Available records:
★ ★ ★ ★ ★ ★ ★

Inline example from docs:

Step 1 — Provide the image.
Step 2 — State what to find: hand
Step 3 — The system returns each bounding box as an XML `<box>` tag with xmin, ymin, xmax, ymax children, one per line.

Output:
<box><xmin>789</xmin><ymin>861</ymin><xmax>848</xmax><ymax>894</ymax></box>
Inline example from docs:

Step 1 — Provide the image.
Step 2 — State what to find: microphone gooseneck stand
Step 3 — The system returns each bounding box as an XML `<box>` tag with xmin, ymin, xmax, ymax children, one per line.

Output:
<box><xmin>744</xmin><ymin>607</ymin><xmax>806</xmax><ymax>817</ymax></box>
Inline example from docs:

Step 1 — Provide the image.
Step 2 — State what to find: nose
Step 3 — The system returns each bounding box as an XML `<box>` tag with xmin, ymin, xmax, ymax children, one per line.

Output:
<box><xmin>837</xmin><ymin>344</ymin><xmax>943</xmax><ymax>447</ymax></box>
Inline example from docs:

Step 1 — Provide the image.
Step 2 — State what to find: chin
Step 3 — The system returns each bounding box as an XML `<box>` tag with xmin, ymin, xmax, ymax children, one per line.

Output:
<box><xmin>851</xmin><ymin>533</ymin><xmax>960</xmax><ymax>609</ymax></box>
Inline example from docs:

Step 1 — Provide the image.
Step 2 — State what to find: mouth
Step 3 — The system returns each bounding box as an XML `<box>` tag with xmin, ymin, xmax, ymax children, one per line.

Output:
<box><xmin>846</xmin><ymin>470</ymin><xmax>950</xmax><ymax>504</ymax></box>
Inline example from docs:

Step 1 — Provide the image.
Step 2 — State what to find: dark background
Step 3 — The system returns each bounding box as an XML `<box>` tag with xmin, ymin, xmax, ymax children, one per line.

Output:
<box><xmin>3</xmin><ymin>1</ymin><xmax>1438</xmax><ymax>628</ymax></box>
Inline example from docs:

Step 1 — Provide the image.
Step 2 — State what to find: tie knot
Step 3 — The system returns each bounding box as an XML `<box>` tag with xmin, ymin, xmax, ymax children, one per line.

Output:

★ ★ ★ ★ ★ ★ ★

Task details:
The records above are to be printed out again exactly, without omission.

Task result:
Inline example from docs:

Step 1 — Provide the image.
Step 2 — State what to find: hand
Step 3 — The system returns each bounding box as an XML `<box>` tag with xmin, ymin, xmax, ymax children, one per line.

Output:
<box><xmin>789</xmin><ymin>861</ymin><xmax>848</xmax><ymax>894</ymax></box>
Inline example from docs:

Step 1 — Provide the image.
Step 2 — State what to find: microphone gooseneck stand
Step 3 — The system returns each bounding box as an XML `<box>` tag with xmin, ymin, xmax, ymax children, one per line.

Output:
<box><xmin>744</xmin><ymin>607</ymin><xmax>806</xmax><ymax>817</ymax></box>
Inline example from docs:

Step 1 — Provide the image.
Step 2 — State what to find: nose
Step 3 — The system returns each bounding box as an XML `<box>` tag with xmin, ymin, xmax, ymax children, one per line.

Output:
<box><xmin>837</xmin><ymin>344</ymin><xmax>943</xmax><ymax>447</ymax></box>
Inline example from docs:

Step 1 — Provide the image.
Step 2 — State what to find: chin
Step 3 — The system returns each bounding box as an XML `<box>` tag with xmin, ymin, xmax, ymax children, one per line.

Output:
<box><xmin>851</xmin><ymin>533</ymin><xmax>960</xmax><ymax>609</ymax></box>
Inline example from docs:

Step 1 — Provide the image.
Step 2 — State what to find: mouth
Step 3 — The system returns each bounding box as an XML `<box>` tag with xmin, ymin, xmax, ymax children, one per line.

Output:
<box><xmin>846</xmin><ymin>470</ymin><xmax>950</xmax><ymax>504</ymax></box>
Inline example from docs:

Step 1 — Provide the image.
Step 2 — State what to find: dark background
Step 3 — The system returns each bounding box as an XML `<box>` tag with xmin, ymin, xmax, ymax children, one per line.

Output:
<box><xmin>3</xmin><ymin>1</ymin><xmax>1438</xmax><ymax>628</ymax></box>
Inline example from docs:

Step 1 — Provide the image.
Step 2 — State what to find: tie knot
Step 3 — The system returns each bounding box as an XML `<box>` tag with xmin, ymin, xmax, ymax children, one per line.

Output:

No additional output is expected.